DATA TO PROCESS
----
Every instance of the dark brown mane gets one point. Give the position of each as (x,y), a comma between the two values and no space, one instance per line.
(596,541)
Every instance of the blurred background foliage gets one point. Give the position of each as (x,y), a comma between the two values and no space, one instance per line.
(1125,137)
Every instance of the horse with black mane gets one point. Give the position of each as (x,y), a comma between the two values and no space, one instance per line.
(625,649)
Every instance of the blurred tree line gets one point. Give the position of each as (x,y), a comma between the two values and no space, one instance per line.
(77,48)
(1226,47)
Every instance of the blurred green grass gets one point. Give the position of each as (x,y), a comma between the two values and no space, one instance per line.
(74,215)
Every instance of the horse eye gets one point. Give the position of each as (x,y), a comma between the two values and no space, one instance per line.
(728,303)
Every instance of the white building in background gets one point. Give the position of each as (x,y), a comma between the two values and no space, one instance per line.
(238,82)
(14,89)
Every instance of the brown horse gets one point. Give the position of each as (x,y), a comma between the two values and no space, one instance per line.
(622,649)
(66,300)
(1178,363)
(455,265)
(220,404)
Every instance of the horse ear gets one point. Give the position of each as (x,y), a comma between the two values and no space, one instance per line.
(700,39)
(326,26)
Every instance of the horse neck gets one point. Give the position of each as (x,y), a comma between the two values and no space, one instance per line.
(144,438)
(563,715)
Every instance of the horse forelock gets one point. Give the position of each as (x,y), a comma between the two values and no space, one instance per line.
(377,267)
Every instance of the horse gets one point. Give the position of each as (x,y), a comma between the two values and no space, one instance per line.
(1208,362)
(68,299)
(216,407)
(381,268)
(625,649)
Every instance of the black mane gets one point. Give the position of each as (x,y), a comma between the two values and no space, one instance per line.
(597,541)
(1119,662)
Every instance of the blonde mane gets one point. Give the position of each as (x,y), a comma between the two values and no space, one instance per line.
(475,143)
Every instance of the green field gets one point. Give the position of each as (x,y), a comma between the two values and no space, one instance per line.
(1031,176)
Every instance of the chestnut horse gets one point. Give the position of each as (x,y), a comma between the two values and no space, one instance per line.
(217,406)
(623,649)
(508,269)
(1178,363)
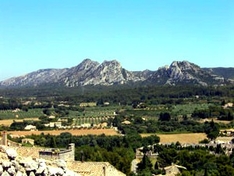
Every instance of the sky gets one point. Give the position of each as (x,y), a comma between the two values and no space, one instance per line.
(140,34)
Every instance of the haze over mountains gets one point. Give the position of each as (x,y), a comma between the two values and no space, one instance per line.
(108,73)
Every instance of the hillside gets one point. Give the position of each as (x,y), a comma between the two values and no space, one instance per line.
(108,73)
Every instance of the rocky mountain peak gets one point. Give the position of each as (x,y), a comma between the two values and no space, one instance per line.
(90,72)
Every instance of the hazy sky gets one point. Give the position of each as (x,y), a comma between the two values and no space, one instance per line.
(140,34)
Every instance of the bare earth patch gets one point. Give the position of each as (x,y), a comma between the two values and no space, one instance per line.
(182,138)
(108,132)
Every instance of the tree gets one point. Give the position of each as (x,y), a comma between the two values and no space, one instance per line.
(145,164)
(165,116)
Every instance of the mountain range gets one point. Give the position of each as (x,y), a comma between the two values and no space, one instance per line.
(108,73)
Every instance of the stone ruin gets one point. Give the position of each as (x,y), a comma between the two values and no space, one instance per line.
(13,165)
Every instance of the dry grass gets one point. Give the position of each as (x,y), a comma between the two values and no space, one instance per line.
(109,132)
(182,138)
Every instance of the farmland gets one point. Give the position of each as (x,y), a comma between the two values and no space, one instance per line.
(192,138)
(81,132)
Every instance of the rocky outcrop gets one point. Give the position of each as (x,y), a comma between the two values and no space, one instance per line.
(13,165)
(108,73)
(184,73)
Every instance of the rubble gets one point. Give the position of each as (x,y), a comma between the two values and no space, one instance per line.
(11,164)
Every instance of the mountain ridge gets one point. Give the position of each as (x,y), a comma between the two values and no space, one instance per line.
(107,73)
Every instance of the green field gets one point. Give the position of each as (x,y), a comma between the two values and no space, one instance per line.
(31,113)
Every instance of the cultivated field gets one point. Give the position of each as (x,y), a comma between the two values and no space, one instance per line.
(10,121)
(109,132)
(182,138)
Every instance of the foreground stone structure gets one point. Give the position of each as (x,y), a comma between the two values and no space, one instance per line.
(13,165)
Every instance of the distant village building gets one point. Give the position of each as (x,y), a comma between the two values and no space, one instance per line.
(30,128)
(173,169)
(53,154)
(27,141)
(88,104)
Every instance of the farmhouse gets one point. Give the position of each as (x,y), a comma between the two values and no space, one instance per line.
(53,154)
(30,128)
(88,104)
(27,140)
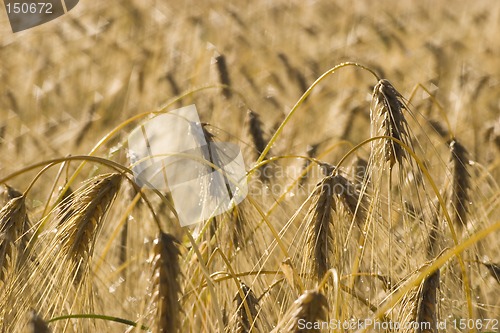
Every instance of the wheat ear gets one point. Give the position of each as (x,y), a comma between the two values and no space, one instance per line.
(89,205)
(387,115)
(310,307)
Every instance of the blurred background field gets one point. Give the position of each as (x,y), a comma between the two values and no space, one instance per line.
(67,83)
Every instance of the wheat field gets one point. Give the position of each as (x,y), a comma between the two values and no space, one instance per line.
(371,138)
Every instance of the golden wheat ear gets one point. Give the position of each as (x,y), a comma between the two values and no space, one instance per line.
(246,324)
(166,283)
(37,324)
(310,307)
(388,119)
(78,232)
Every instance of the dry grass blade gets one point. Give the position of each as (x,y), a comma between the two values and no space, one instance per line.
(14,227)
(245,324)
(427,305)
(37,324)
(387,114)
(166,281)
(308,308)
(319,228)
(89,206)
(461,182)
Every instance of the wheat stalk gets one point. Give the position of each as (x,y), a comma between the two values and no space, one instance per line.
(220,60)
(14,227)
(246,324)
(427,303)
(310,307)
(319,238)
(166,282)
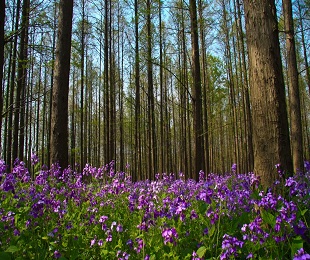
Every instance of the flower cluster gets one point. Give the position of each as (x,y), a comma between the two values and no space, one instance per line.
(101,213)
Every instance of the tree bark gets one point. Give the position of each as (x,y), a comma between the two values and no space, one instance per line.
(270,131)
(2,19)
(18,134)
(294,96)
(196,93)
(59,121)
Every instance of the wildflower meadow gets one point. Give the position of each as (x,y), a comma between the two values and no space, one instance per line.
(102,214)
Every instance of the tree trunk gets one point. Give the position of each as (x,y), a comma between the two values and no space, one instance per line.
(59,122)
(137,149)
(2,18)
(270,132)
(196,93)
(18,134)
(294,97)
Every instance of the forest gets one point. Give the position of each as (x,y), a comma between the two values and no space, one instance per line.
(162,86)
(150,129)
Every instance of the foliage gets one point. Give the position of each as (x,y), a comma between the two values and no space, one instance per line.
(102,214)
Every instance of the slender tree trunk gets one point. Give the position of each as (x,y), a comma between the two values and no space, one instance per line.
(52,85)
(250,153)
(294,96)
(303,43)
(205,88)
(82,111)
(2,19)
(196,93)
(9,159)
(18,134)
(59,133)
(151,104)
(270,134)
(137,169)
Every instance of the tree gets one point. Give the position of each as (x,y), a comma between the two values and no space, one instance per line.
(197,96)
(294,97)
(2,19)
(270,131)
(20,93)
(59,121)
----
Please print all of the data above line for line, without any changes, and leave the pictures out of your answer.

ANSWER TO THIS PROBLEM
Every instance of the dark brown mane gets one point. Give the position of each as (x,y), a comma between the two values and no space, one instance per line.
(596,541)
Every instance of the blurred background foliage gets one point. Give the position of each as (x,y), a comma between the two values and no space, one instance per line.
(1125,137)
Every instance of the horse with black mane gets one point. Give the position of each as (x,y), a comma between the two values and no space, one instance per line.
(625,649)
Every instance of the blurred tree line gets one point. Give the position of each as (x,y), a comma between the two values and no space, one instance per line.
(77,48)
(1226,47)
Every instance of the blurred green grass gets one point. Give the position of each as (x,y), a comma between the two values and no space, one instance per line.
(74,215)
Every instance of the horse eye gets one point. Give the position of each as (x,y), a comma between the two values and no space, one instance per line.
(728,303)
Every instance of the white building in background gets one point. Give the position of each as (x,y), a comma between the two values and no space, one instance per line.
(238,82)
(14,89)
Every instance of the brown horse gets one point. Give the position of each as (x,y), a comma between the two values and no space, one instance per line.
(622,649)
(66,300)
(1178,363)
(455,265)
(220,404)
Every instance of the horse ear gets one point. Give the position of each as (x,y), a comma between the two values and no space, one instance per line.
(700,39)
(326,26)
Every instance of the horse neck gets one point. Give the position of each as (x,y), a comma between the two values and no space, one instance per line.
(144,438)
(563,715)
Every instance of the horse forelock gets one point. Give the position of each as (x,y), a comma between the two values and no space, one instance per line.
(377,267)
Every instance of the horse gets one point. Give the position of each as (x,y), a comma between the two values and no space, one instance per line.
(1208,362)
(68,299)
(216,407)
(381,268)
(625,649)
Every instance of the black mane gets one point. Give the position of each as (x,y), a comma between the two values and no space, one instance per line.
(597,541)
(1119,662)
Every instance of the blonde mane gets one point. Give the position of each as (x,y), a comma between the two values and no space, one instance per line.
(475,143)
Every instance of the green field gets one point. Give the position of each as (x,y), a comma between the two values and no space, one instance per line.
(1031,176)
Every instance of the chestnut horse gets one point. Give the position of each as (x,y), a comma between the two values and no space, one instance per line.
(217,406)
(623,649)
(508,269)
(1178,363)
Every instance of the sky gets one point. Give the position of each as (x,y), a comma between the two values and no space, one instance per line.
(140,34)
Every instance of the haze over mountains gets one point. Give the position of each as (x,y), a comma between the two values and no space, one instance per line.
(108,73)
Every instance of the hillside gets one point. Give the position of each as (x,y), a comma between the two values and no space, one instance per line.
(108,73)
Every instance of the rocky mountain peak gets one point. Give the position of each as (x,y), a comma between the two values and no space, one instance per line.
(90,72)
Every instance of the hazy sky gets one point. Give the position of each as (x,y), a comma between the two values and no space, one instance per line.
(140,34)
Every instance of the bare earth patch gets one point. Give the position of each as (x,y), a comma between the two values and no space, one instance per line.
(182,138)
(108,132)
Every instance of the tree gets one point. Give the position of each as (x,y), a comma between the two values and no space, one instance per line.
(145,164)
(165,116)
Every instance of the mountain range gets one point. Give the position of each as (x,y), a comma between the two values and no space, one instance per line.
(108,73)
Every instance of the stone ruin gets one point. Give the position of each as (x,y), a comma between the two values and no space, one instance per line.
(13,165)
Every instance of the dry grass gets one point. Give the position of each as (x,y), a comma between the two values and no space, one instance per line.
(109,132)
(182,138)
Every instance of the farmland gets one point. Give the position of each as (x,y), a comma between the two values and no space, one instance per line.
(192,138)
(81,132)
Every instance of the rocky outcrop gets one point. Give the position of each as (x,y), a comma between the two values and no space, one instance per line.
(13,165)
(108,73)
(184,73)
Every instance of the rubble gets one point. Give the position of each as (x,y), a comma between the two values and no space, one instance per line.
(11,164)
Every instance of the mountain ridge gets one point. Give the position of each as (x,y), a comma between the two values and no space, one instance per line.
(107,73)
Every instance of the green field gets one point. Give the position of each as (x,y), a comma between the two values and no space, one instance per line.
(31,113)
Every instance of the cultivated field gets one point. Give the position of each as (x,y), a comma between the two values and no space, one instance per line.
(10,121)
(109,132)
(182,138)
Every instance of the foreground stone structure gets one point. Give the position of each as (x,y), a comma between the two values and no space, one instance per line.
(13,165)
Every instance of the distant village building gets one point. Give the position of each as (x,y), a comma between the two values and no space, one instance per line.
(30,128)
(173,169)
(53,154)
(27,141)
(88,104)
Every instance of the farmhouse gets one point. Give the position of each as (x,y), a comma between the two values and no space, one instance per line.
(53,154)
(30,128)
(88,104)
(27,140)
Every instance of the wheat ear gets one point. Give the position of each as (x,y), a comma between the two values and no space, one instance per line.
(89,205)
(387,115)
(310,307)
Every instance of the blurred background field gets one point. Give the position of each as (x,y), a comma between the two values and no space, one instance per line.
(67,83)
Every instance of the wheat field gets one point. Give the position of each as (x,y), a comma between the two values and no space, one instance per line.
(371,138)
Every instance of the golden wheat ear gets one point. Give the position of each as (x,y), a comma between the two values and no space, one instance per line.
(246,324)
(166,283)
(37,324)
(310,307)
(388,119)
(78,232)
Every instance of the dry grass blade gets one point. Give the position of each as (x,y), a comma between the two values and no space, one instance per line.
(14,227)
(245,324)
(427,305)
(37,324)
(387,114)
(166,281)
(308,308)
(319,228)
(89,206)
(461,182)
Every instance of the wheat stalk gets one point. Give the position of each as (x,y), a comma between the two values and no space, one instance per line.
(220,60)
(14,227)
(246,324)
(427,303)
(310,307)
(319,238)
(166,282)
Every instance of the flower cluster gets one point. Give the position of each as (x,y), a comma between the two values and no space, one instance per line.
(101,213)
Every instance of the tree bark gets one point. Give the position of each as (x,y), a comma between the two values and no space, one instance per line.
(270,131)
(2,19)
(18,134)
(294,96)
(196,93)
(59,121)
Every instance of the wildflower meadow gets one point. Give the position of each as (x,y), a comma between the two values and no space, one instance per line.
(102,214)
Every instance of the tree trunk gets one point. Give the position of each as (x,y), a comma between the two values and no space, one instance per line.
(59,122)
(137,149)
(2,18)
(270,132)
(196,93)
(18,134)
(294,97)
Every instance of the forest gets one point. Give the position of each as (x,y), a comma between the two values and no space, one instance per line.
(162,86)
(150,129)
Every instance of the foliage gets one point. Give the position of each as (x,y), a comma between the two values and no space, one instance per line.
(102,214)
Every instance of the slender tree trunk gets one point. Give the position of each as (x,y), a comma between the two values and no space, one instance per line.
(52,85)
(250,153)
(294,96)
(303,43)
(205,88)
(82,111)
(2,19)
(196,93)
(9,159)
(18,134)
(59,133)
(151,104)
(270,134)
(137,169)
Every instance of the tree gets one point. Give the position of each as (x,y), a comma between the two values and no space, one instance per line.
(197,96)
(294,97)
(2,19)
(270,131)
(20,93)
(59,121)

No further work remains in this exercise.